:: Dataset extract ::
====

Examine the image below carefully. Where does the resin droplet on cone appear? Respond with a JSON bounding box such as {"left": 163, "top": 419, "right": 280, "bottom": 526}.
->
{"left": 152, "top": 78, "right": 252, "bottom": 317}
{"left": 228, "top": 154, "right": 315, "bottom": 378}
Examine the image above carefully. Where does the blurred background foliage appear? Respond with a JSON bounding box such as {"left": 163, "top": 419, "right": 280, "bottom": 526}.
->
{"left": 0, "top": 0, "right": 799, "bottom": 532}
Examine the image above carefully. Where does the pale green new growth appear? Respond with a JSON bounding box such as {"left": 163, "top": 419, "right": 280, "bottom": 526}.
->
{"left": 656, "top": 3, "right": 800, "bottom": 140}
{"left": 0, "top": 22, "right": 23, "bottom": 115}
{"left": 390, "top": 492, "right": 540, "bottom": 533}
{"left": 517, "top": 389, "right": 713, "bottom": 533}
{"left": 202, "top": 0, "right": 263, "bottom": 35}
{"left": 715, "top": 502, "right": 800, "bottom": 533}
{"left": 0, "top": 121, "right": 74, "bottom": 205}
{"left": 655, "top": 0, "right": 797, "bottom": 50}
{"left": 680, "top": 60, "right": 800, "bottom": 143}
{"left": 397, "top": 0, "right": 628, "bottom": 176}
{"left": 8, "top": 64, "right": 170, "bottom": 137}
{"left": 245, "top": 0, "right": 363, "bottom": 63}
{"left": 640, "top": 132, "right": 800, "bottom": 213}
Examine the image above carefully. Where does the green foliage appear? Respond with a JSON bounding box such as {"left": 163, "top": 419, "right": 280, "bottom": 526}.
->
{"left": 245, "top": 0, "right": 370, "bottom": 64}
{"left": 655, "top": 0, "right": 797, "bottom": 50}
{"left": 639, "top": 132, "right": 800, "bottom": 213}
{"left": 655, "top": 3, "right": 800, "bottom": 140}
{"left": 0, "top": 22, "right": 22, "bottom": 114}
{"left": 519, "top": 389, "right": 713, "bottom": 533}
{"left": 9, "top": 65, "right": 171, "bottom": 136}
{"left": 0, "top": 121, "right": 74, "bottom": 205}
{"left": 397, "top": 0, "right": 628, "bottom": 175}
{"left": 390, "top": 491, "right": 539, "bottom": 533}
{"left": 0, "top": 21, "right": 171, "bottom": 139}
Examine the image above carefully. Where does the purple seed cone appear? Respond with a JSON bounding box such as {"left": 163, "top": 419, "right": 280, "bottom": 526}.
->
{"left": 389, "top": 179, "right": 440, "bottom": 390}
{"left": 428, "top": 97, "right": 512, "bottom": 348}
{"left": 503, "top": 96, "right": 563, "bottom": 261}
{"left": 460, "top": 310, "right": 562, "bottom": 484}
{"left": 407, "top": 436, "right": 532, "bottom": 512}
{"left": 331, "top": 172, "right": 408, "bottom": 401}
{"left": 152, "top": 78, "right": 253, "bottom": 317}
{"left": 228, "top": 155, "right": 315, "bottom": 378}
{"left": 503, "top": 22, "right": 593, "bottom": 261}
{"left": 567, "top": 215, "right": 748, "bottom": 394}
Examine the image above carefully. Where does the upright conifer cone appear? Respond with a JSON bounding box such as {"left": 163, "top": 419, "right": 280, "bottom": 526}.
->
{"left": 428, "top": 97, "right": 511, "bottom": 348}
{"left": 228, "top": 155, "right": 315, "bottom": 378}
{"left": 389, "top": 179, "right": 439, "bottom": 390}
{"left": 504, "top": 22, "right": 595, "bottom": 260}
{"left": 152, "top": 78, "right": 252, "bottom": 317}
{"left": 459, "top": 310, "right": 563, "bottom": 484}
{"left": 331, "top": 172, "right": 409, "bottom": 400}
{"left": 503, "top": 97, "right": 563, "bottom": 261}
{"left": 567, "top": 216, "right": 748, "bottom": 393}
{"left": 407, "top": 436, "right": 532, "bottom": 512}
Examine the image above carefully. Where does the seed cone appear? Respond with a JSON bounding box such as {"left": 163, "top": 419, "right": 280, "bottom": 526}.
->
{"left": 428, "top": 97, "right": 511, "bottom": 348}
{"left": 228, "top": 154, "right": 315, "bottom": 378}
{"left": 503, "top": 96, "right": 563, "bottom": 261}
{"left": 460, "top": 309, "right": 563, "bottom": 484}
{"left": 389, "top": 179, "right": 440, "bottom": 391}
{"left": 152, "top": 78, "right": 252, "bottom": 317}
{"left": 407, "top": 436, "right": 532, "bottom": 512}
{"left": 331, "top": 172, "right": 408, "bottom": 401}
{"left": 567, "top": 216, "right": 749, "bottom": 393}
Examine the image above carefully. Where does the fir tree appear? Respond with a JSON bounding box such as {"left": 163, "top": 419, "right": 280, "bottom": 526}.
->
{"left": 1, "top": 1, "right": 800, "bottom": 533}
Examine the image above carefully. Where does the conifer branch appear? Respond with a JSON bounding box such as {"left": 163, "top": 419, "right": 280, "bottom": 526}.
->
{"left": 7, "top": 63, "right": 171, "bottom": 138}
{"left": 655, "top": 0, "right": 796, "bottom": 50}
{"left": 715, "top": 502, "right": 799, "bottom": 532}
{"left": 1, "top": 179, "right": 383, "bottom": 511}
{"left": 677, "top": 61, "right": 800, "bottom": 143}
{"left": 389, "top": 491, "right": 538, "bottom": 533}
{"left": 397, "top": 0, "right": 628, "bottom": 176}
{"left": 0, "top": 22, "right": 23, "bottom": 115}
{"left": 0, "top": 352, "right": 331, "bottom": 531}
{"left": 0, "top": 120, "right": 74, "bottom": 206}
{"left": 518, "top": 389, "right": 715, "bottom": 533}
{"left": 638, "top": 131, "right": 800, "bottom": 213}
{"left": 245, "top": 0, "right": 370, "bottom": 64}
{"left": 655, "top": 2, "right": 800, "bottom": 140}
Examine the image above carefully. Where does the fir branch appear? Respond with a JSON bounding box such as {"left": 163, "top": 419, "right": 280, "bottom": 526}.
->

====

The word to find is "cone". Copy every line of the records that holds it.

Examine the image below carefully. Where does the resin droplet on cone appear? Respond with a JSON bounding box such as {"left": 163, "top": 419, "right": 280, "bottom": 526}.
Examine the image above carefully. Where does the purple seed cone appear? Respond with a JSON bounding box such as {"left": 163, "top": 419, "right": 280, "bottom": 526}.
Examine the image above carefully. Where does the upright conifer cone appear? Respond with a JSON bounding box such as {"left": 163, "top": 419, "right": 280, "bottom": 526}.
Examine the image above carefully. Where does the seed cone appear? Respond with a JSON bounding box such as {"left": 163, "top": 419, "right": 280, "bottom": 526}.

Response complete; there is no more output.